TASK GOAL — Copy out the final stretch of the listing: the line that contains "710, row 464." and all lines after it, exactly as they appear.

RECORDS TO USE —
|---|

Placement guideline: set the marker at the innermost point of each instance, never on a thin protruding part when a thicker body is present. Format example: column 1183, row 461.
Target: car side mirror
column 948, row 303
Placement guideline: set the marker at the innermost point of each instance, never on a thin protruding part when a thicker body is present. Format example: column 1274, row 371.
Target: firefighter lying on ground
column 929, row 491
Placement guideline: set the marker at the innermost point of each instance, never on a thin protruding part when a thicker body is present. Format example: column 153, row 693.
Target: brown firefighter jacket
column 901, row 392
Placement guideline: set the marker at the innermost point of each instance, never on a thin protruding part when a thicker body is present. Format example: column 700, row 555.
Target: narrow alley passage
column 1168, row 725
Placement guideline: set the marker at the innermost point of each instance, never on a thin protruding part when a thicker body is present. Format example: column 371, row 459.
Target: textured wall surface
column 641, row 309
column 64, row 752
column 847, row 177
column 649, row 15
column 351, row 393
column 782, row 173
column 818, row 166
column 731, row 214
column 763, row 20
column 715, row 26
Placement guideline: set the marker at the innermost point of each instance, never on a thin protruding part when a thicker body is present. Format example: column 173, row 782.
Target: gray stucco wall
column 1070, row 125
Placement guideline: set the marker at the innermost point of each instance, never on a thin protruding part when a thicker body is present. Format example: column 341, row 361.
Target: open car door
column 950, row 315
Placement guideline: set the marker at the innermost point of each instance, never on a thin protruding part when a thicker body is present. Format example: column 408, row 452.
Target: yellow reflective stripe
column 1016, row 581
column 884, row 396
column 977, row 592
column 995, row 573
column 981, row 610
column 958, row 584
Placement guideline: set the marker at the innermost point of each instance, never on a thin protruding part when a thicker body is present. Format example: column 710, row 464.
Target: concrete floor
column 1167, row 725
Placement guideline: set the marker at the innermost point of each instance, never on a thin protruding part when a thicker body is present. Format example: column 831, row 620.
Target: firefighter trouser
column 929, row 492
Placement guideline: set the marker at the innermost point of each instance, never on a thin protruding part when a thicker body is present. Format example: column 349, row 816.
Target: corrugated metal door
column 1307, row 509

|---|

RESULT OF THIS TASK —
Placement guideline: set the marker at the innermost point of each instance, never on a thin protruding part when a thicker body is present. Format example: column 710, row 464.
Target: concrete floor
column 1167, row 725
Placement guideline: set the marker at the innermost point of each instance, never on a thin protruding part when a thicker body is present. Format example: column 831, row 620.
Target: firefighter trouser
column 929, row 492
Placement guideline: set the marker at the innermost point of each instance, never on a thin protruding part when a thicker body is present. Format example: column 349, row 816.
Target: corrugated metal door
column 1307, row 509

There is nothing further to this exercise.